** PARTS OF THE EXERCISE **
**A.** Answer these questions from the text on gradient intuition, one line each:
(i) What two names does the text give for the symbol ∇?
(ii) In the night-village analogy, what does your position on the landscape stand for?
(iii) What does the gradient's magnitude tell you?
**B.** Extend the text on gradient intuition by writing what comes next after its final sentence.

** EXTRACT TO READ **
Gradient Intuition
Gradient Intuition
1. What is this and why do we care?
Neural networks learn by gradient descent — the most important algorithm in all of modern AI.
Every time GPT is trained, every time a recommendation system learns your preferences, every time AlphaFold learns to predict protein structures — gradient descent is running. It is the universal engine of machine learning.
The gradient is the object that makes gradient descent possible. It collects all the partial derivatives — one per weight — into a single vector that points in the direction of steepest increase in loss. Gradient descent then walks in the opposite direction: downhill, toward lower loss.
If you understand the gradient and gradient descent, you understand how every neural network trains.
2. Prerequisites
You need Derivatives and Partial Derivatives. Read those first if you have not.
3. The intuition — before any symbols
Imagine you are in a hilly village at night. It is completely dark. Your torch has died. You want to reach the lowest point in the valley — perhaps a well, or the village center.
You cannot see where the valley is. But you can feel the ground under your feet. At any point you stand, the ground slopes in some direction. You can feel which way is steeper and which way is flatter.
Your strategy: at every step, feel the ground, find the direction that slopes most steeply downhill, and take one step in that direction.
This is gradient descent. Repeat it enough times and, step by step, you will find the valley floor.
In a neural network:
- The hilly landscape is the loss surface — the value of the loss as you vary all the weights
- Your position on the landscape is the current set of weights
- The valley floor is the set of weights that minimise the loss — where the network makes the fewest mistakes
- The gradient is the mathematical description of “which way is uphill from here?”
- Gradient descent is the algorithm of always stepping downhill
4. What the gradient is — precisely
For a function L(w₁, w₂, …, wₙ) with n weights, the gradient is the vector of all partial derivatives:
∇L = [∂L/∂w₁, ∂L/∂w₂, ..., ∂L/∂wₙ]
The symbol ∇ is called “nabla” or “del.” It collects all the partial derivatives into one package.
The gradient has two properties that make it useful:
- It points in the direction of steepest increase of L
- Its magnitude (length) tells you how steep that slope is
Gradient descent moves in the opposite direction — steepest decrease:
w_new = w_old - η × ∇L
Where η (eta) is the learning rate — a small positive number controlling step size.

Records from a data source
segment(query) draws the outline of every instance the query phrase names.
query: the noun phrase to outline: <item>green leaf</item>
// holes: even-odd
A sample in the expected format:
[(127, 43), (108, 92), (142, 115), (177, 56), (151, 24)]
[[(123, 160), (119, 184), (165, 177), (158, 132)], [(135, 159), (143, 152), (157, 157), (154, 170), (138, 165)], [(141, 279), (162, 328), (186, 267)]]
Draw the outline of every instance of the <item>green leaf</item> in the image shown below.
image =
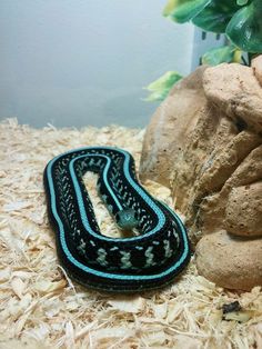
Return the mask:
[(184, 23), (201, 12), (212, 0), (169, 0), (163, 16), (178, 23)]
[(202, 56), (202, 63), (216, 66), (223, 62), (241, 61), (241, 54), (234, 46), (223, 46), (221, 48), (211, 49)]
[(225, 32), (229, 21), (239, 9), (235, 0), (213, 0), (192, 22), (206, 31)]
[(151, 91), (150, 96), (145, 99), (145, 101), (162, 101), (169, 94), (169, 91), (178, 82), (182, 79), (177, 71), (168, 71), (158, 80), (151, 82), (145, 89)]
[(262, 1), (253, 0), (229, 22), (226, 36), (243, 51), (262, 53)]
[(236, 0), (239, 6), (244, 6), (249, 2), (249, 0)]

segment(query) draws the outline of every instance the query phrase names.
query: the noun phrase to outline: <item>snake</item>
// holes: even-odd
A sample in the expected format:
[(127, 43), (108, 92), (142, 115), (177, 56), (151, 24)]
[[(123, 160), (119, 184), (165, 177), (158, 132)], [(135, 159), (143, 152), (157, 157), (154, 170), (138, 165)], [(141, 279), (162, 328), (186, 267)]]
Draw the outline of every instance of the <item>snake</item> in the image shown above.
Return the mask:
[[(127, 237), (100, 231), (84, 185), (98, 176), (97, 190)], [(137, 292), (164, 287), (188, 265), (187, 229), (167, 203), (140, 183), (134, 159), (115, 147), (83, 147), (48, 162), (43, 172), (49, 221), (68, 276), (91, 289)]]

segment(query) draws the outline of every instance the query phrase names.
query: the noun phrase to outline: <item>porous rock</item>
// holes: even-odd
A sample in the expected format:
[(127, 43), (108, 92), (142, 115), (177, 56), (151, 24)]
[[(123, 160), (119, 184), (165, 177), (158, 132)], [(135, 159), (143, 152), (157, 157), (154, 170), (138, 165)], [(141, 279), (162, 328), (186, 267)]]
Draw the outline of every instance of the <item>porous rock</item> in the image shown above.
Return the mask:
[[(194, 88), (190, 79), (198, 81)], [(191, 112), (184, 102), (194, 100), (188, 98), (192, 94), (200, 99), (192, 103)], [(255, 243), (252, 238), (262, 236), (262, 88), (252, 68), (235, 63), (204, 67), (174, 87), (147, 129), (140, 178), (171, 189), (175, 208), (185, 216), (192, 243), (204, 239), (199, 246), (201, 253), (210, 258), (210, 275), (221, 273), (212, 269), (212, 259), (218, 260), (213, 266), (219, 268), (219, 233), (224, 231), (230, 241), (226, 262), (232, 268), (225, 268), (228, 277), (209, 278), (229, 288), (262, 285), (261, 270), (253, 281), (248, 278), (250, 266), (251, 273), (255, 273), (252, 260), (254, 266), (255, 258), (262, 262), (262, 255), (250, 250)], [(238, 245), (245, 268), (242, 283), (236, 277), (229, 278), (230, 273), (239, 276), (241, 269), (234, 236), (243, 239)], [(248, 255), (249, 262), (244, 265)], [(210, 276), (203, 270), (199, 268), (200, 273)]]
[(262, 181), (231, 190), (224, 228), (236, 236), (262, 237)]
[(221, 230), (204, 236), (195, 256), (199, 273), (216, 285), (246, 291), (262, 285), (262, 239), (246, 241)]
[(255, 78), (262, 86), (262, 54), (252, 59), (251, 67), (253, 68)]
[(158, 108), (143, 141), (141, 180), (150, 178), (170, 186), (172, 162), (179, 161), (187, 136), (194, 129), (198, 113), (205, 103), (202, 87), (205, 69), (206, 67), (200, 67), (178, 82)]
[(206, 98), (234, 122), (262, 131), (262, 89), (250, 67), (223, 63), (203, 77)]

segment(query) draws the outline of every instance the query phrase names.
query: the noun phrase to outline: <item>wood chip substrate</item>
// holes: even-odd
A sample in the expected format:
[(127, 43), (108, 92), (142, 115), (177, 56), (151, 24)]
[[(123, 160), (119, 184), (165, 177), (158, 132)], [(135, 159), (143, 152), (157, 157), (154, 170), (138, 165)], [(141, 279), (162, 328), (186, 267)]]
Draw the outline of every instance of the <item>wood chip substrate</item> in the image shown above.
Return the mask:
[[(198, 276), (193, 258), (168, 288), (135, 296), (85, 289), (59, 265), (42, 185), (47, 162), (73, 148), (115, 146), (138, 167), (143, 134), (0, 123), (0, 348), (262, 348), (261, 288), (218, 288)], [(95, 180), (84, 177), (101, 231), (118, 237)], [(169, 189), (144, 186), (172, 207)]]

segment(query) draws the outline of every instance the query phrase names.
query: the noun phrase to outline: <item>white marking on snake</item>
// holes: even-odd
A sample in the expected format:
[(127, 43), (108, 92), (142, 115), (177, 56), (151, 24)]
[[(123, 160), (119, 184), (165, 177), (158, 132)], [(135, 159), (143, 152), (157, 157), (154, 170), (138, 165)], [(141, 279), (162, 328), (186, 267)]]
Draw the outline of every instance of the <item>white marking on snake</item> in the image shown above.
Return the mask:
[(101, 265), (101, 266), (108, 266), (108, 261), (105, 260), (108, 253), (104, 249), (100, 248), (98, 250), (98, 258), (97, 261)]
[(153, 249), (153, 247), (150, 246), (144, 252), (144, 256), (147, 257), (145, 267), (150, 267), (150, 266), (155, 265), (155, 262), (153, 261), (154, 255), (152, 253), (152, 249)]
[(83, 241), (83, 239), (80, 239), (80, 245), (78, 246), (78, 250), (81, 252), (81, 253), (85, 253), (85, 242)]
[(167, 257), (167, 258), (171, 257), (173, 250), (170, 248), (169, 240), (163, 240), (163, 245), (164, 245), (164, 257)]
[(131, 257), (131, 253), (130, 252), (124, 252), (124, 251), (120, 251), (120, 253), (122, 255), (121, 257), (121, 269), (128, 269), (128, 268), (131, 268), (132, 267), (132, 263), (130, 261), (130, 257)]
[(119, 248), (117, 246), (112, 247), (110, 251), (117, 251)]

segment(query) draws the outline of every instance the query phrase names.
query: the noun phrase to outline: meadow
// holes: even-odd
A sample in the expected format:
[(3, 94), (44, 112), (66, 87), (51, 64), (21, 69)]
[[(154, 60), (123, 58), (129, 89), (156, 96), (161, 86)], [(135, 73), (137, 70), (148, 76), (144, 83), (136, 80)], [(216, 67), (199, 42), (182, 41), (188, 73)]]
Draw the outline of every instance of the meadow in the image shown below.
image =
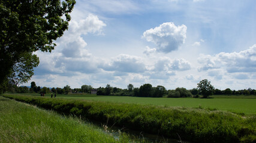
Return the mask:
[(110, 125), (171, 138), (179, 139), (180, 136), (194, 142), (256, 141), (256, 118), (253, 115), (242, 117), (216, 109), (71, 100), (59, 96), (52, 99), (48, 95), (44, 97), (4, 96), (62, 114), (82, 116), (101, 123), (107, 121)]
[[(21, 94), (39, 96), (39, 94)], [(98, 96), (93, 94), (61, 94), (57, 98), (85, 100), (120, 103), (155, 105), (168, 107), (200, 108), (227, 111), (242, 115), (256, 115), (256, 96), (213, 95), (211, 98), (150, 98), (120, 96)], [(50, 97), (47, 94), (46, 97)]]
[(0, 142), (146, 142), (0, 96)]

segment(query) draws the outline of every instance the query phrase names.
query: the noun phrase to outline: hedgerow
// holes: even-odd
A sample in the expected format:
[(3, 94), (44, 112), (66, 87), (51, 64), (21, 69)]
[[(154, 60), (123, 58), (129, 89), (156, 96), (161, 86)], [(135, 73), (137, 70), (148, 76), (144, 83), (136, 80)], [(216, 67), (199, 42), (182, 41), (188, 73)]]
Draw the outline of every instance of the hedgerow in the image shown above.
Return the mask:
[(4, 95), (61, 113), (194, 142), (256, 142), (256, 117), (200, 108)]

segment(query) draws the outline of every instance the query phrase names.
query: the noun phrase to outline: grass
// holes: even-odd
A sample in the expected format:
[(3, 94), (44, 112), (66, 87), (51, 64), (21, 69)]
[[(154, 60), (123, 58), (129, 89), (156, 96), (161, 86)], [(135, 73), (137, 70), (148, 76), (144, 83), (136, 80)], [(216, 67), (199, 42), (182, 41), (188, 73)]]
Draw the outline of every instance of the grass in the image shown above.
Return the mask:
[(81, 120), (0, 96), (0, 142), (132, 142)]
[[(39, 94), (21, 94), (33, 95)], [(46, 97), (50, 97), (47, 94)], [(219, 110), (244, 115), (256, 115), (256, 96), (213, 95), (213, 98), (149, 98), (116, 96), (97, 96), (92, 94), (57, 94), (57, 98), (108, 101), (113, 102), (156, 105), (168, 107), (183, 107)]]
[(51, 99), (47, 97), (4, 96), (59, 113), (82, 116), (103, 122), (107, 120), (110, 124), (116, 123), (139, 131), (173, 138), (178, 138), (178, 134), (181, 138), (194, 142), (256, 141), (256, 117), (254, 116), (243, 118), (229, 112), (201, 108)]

--

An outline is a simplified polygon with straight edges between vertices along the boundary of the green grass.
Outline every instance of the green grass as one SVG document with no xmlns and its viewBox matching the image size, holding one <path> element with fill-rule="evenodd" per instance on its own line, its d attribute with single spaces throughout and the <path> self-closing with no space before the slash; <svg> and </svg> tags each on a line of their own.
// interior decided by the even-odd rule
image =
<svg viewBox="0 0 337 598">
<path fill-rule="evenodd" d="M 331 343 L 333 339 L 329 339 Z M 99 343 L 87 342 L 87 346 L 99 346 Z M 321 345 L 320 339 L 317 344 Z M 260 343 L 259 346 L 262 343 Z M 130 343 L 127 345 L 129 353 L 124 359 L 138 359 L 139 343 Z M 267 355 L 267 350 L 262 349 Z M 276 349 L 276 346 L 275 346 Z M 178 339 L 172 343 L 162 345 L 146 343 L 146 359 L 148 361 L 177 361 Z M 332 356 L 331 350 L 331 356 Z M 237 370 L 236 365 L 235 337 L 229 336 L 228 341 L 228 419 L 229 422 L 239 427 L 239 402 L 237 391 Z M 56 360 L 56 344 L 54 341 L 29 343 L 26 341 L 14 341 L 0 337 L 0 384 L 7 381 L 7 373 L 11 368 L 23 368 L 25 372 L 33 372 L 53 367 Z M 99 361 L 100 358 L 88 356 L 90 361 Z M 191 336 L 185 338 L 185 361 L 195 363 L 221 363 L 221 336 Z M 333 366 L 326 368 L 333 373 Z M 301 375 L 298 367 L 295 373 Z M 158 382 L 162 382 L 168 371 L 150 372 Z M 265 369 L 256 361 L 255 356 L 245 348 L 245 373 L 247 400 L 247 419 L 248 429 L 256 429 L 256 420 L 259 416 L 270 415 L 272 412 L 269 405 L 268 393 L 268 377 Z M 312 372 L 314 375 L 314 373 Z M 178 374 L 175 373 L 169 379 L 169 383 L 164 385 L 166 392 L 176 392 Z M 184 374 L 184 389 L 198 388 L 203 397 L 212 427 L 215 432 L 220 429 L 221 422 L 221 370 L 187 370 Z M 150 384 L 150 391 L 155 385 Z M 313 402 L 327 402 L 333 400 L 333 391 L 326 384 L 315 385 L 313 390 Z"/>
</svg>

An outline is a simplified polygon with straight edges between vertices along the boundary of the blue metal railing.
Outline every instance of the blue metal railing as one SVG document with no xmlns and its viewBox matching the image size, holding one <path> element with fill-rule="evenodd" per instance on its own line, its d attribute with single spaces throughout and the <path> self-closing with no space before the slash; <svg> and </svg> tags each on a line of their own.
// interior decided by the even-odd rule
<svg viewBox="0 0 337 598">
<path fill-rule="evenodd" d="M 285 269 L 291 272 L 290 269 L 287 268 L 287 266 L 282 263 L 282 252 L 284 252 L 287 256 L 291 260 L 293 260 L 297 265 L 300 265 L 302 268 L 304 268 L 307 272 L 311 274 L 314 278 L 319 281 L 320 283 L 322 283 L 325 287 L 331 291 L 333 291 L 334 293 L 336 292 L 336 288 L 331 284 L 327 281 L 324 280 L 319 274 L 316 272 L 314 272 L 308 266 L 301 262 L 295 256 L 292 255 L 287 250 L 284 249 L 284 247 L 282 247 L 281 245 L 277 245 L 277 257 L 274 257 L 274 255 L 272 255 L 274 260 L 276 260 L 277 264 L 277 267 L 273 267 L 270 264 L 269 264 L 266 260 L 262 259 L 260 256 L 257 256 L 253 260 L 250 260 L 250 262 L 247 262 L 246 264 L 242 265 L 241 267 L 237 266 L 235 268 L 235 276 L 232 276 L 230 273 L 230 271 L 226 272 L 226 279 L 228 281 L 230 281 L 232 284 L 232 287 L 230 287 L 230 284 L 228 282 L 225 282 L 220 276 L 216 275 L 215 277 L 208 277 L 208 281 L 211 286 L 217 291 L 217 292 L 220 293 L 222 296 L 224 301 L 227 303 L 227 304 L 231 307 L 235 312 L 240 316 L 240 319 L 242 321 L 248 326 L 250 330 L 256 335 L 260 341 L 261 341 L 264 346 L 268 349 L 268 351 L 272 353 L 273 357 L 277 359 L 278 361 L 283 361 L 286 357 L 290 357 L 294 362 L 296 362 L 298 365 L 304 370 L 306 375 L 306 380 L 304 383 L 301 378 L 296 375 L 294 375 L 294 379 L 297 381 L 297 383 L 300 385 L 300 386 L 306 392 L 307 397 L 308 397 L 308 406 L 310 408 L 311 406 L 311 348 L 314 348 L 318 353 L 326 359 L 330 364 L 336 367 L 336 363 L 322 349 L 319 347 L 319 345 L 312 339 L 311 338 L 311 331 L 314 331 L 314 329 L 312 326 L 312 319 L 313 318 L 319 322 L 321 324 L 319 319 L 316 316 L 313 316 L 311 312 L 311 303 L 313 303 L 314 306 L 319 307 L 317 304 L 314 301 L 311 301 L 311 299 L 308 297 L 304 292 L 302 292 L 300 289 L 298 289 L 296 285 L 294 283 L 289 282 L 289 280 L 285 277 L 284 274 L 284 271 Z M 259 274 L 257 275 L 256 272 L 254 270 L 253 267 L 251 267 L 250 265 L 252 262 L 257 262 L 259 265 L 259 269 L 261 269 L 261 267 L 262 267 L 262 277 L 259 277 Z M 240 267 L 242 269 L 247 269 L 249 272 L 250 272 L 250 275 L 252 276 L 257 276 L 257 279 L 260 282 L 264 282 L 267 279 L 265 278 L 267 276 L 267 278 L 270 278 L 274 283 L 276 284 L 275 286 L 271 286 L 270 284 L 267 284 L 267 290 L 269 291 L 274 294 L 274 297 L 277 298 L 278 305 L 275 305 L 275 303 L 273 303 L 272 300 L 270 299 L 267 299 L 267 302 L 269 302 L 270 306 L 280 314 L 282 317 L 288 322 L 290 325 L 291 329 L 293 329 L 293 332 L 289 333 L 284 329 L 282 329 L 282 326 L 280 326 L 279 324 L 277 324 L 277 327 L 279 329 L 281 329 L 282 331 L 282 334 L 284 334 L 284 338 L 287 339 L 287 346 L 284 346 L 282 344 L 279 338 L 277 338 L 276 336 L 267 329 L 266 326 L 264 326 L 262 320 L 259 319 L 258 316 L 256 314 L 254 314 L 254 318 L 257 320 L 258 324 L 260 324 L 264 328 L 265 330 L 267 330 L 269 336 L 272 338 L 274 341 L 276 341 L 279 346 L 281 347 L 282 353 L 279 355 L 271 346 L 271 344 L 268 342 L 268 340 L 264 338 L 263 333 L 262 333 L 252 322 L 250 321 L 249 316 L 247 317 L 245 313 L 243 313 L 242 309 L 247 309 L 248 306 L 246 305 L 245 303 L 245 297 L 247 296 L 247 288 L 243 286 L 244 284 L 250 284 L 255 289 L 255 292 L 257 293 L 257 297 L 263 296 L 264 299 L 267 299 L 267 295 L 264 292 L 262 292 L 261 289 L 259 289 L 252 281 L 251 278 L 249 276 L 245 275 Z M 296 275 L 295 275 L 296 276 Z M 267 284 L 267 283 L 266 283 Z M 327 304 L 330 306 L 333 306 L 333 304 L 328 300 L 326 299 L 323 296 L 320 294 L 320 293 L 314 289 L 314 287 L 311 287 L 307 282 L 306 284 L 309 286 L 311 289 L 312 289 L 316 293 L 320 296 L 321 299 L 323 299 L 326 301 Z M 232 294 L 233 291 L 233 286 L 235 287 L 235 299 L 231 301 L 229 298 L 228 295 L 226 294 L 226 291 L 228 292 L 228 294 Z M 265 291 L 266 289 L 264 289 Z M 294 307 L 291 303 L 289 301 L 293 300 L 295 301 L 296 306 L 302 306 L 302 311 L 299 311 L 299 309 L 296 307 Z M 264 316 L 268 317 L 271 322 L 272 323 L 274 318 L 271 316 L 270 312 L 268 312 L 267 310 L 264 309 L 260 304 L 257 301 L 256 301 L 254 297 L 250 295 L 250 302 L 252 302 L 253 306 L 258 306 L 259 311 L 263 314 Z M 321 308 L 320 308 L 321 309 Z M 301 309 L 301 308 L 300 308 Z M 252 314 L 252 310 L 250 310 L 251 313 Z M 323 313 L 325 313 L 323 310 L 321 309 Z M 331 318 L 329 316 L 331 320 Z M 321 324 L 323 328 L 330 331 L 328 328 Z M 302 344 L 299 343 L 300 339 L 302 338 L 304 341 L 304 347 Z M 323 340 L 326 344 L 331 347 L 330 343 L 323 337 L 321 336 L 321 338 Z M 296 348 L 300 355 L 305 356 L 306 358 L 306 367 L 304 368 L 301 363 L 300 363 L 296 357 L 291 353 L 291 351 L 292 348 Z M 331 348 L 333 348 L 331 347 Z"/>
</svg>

** OUTPUTS IN ORDER **
**A.**
(i) "Nabla" or "del."
(ii) The current set of weights.
(iii) How steep the slope is.

**B.**
5. A tiny worked example — 2 weights
Loss function: L(w₁, w₂) = w₁² + w₂²
(This is a simple bowl-shaped surface. The minimum is at w₁=0, w₂=0.)
Compute the gradient:
∂L/∂w₁ = 2w₁
∂L/∂w₂ = 2w₂
∇L = [2w₁, 2w₂]
Starting point: w₁ = 3, w₂ = 4. Learning rate η = 0.1.
∇L at (3,4) = [2×3, 2×4] = [6, 8]
The gradient is [6, 8] — pointing uphill, away from the origin.
Gradient descent step:
w₁_new = 3 - 0.1 × 6 = 3 - 0.6 = 2.4
w₂_new = 4 - 0.1 × 8 = 4 - 0.8 = 3.2
New loss:
L(2.4, 3.2) = 2.4² + 3.2² = 5.76 + 10.24 = 16.0
Previous loss: L(3,4) = 9 + 16 = 25. We went from 25 → 16. Getting closer to the minimum of 0.
After several more steps:
Step 2: (2.4, 3.2) → (1.92, 2.56) → L = 10.24
Step 3: (1.92, 2.56) → (1.536, 2.048) → L = 6.55
...
Step 20: ≈ (0.03, 0.04) → L ≈ 0.003
Converging toward (0, 0) — the minimum.
6. Learning rate matters enormously
The learning rate η controls the step size. Getting it wrong breaks training.
Too large (η = 2.0):
w₁_new = 3 - 2.0 × 6 = 3 - 12 = -9 ← overshoot!
L(-9, ...) = 81 + ... ← loss went UP, not down
With a large learning rate, you jump over the valley and land on the other side — higher up. Training oscillates or diverges.
Too small (η = 0.00001):
w₁_new = 3 - 0.00001 × 6 = 2.99994 ← barely moved
Training will converge but it will take millions of steps. Impractically slow.
Just right (η ≈ 0.1 for this example): Steady progress toward the minimum.
Finding the right learning rate is one of the most important practical skills in deep learning. Modern training uses adaptive learning rate methods (Adam, RMSProp) that automatically adjust η for each weight individually.
7. The landscape is rarely a perfect bowl
For our toy example L = w₁² + w₂², the loss surface is a smooth bowl with one minimum. Easy.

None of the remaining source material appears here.